Set down the material once more, exactly as it appears.

** Start The input **

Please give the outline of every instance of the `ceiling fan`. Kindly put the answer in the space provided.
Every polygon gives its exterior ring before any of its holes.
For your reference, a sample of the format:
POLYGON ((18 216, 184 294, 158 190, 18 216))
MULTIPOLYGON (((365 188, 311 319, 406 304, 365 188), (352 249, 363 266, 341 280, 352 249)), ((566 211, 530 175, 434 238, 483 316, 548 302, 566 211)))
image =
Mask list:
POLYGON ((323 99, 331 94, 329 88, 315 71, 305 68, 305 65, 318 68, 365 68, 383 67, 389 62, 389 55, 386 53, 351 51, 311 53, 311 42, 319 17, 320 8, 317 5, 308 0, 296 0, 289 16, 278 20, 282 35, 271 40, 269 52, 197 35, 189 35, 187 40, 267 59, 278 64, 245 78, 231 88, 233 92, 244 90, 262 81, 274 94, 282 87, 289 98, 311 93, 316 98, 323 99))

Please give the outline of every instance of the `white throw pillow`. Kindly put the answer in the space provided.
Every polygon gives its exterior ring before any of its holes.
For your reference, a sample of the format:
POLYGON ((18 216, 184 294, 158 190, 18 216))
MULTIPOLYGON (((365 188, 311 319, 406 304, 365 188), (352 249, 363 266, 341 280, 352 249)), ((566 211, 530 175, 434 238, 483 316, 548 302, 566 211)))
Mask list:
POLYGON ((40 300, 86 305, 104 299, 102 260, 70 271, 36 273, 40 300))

** End The input **

Answer to the exercise:
Please give the outline of every instance of the `ceiling fan`. Kindly put the answer in the space provided.
Every polygon gives its exterior ring before any of its holes.
For your reference, a sample of the format:
POLYGON ((18 216, 184 294, 158 190, 18 216))
MULTIPOLYGON (((365 188, 311 319, 406 304, 365 188), (352 249, 363 266, 341 280, 352 249)), ((566 211, 530 175, 434 238, 483 316, 548 302, 566 211)))
image =
Mask list:
POLYGON ((323 99, 331 94, 329 88, 315 71, 305 68, 305 65, 318 68, 365 68, 383 67, 389 62, 389 55, 386 53, 351 51, 311 53, 311 42, 319 17, 320 8, 317 5, 308 0, 296 0, 289 16, 278 20, 282 35, 271 40, 269 52, 197 35, 189 35, 187 40, 267 59, 278 64, 245 78, 231 88, 233 92, 244 90, 262 81, 274 94, 282 87, 289 98, 311 93, 316 98, 323 99))

Please give the outline of every instance of the `white throw pillow`. Kindly put the answer in the space provided.
Every polygon gives its exterior ring before any of its holes.
For your reference, a sample of the format:
POLYGON ((18 216, 184 294, 158 190, 18 216))
MULTIPOLYGON (((365 188, 311 319, 406 304, 365 188), (352 249, 363 266, 341 280, 352 249)), ((566 211, 530 175, 434 238, 483 316, 548 302, 566 211)))
Mask list:
POLYGON ((40 300, 86 305, 104 299, 102 260, 70 271, 36 273, 40 300))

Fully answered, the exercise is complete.